**Trecho fornecido:**
>>>>>

Aprendi a ouvir música erudita com minha mãe.
(Não faço ideia com quem ela aprendeu, se é que aprendeu com alguém.) Aprender
talvez não seja a palavra mais apropriada; quero dizer apenas gostar.
Mas
havia com frequência uma nota triste nas observações dela sobre determinadas
peças, o que impressionava demais o menino pequeno, que o fazia pensar, a meio
caminho entre o entendimento e o puro sentir. Dizia minha mãe, Quando eu
estiver morrendo peço que coloquem esta música, que assim morro mais depressa.
Para o menino, se por um
lado havia o alívio do sofrimento – o morrer mais depressa –, havia também a ameaça
da perda da mãe, embora ela estivesse perfeitamente saudável naquele momento. Enfim,
um conflito.
Uma dessas músicas era o
terceiro movimento da Sinfonia n0. 3 de Brahms. (Caso o leitor
queira ouvi-la: https://www.youtube.com/watch?v=1trE3ms3AGo
)

<<<<<

**Registros de dados:**
>>>>>

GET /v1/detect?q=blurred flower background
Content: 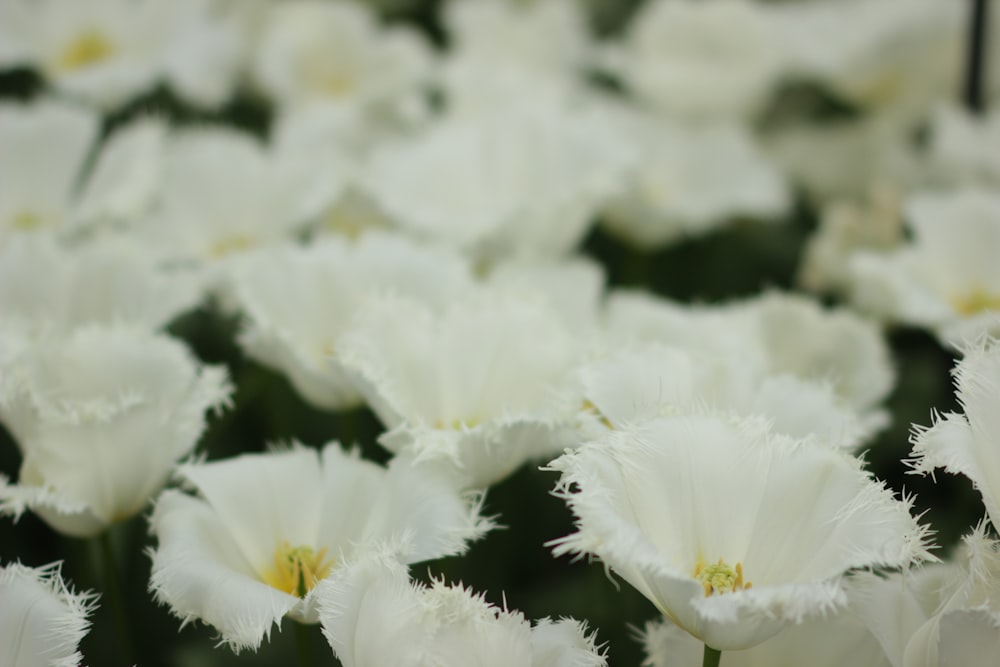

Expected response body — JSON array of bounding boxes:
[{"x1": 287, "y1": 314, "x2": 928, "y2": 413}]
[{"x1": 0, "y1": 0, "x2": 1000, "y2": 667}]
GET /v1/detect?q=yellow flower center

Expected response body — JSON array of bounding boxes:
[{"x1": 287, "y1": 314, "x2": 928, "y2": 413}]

<<<<<
>>>>>

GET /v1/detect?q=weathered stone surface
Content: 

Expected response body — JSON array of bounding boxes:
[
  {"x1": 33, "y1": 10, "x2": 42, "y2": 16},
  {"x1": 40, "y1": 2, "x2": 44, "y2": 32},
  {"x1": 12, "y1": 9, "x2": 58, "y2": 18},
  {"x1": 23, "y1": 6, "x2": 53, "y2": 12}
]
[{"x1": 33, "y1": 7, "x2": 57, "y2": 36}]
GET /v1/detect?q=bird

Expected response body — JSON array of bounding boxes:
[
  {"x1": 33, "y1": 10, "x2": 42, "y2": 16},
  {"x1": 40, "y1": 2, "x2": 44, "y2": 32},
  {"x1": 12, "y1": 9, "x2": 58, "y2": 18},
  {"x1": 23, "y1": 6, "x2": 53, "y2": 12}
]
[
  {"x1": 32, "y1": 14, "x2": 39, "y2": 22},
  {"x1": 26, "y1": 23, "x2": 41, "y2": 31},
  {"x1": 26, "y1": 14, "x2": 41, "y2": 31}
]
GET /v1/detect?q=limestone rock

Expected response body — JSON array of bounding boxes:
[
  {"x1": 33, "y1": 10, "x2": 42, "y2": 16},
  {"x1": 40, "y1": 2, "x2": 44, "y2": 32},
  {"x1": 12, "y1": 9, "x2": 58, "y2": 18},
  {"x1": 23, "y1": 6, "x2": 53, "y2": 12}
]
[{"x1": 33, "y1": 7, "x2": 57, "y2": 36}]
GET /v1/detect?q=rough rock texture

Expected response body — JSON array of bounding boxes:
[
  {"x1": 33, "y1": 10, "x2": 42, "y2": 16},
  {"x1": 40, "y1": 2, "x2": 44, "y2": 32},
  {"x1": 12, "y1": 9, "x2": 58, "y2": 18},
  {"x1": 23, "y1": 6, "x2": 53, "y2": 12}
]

<<<<<

**Verifique sua compreensão:**
#1 Transcreva do texto sobre música erudita a parte que vai de "(Não faço ideia" até "morro mais depressa.", inclusive.
#2 No texto sobre música erudita, reescreva de forma mais concisa o parágrafo que começa com "Mas havia com frequência", preservando os fatos principais.
#3 Segundo o texto sobre música erudita, com quem o narrador aprendeu a ouvir esse tipo de música?
Os registros vêm de outra fonte, sem relação com o texto sobre música erudita.

**Respostas dos exercícios:**
#1
(Não faço ideia com quem ela aprendeu, se é que aprendeu com alguém.) Aprender
talvez não seja a palavra mais apropriada; quero dizer apenas gostar.
Mas
havia com frequência uma nota triste nas observações dela sobre determinadas
peças, o que impressionava demais o menino pequeno, que o fazia pensar, a meio
caminho entre o entendimento e o puro sentir. Dizia minha mãe, Quando eu
estiver morrendo peço que coloquem esta música, que assim morro mais depressa.

#2 A mãe costumava fazer observações tristes sobre certas peças, o que impressionava muito o menino e o fazia pensar, entre o entendimento e o puro sentir. Ela dizia que, ao estar morrendo, queria ouvir determinada música para morrer mais depressa. Para o menino, isso trazia ao mesmo tempo o alívio do sofrimento e a ameaça de perder a mãe, embora ela estivesse saudável: um conflito.

#3 Com a mãe.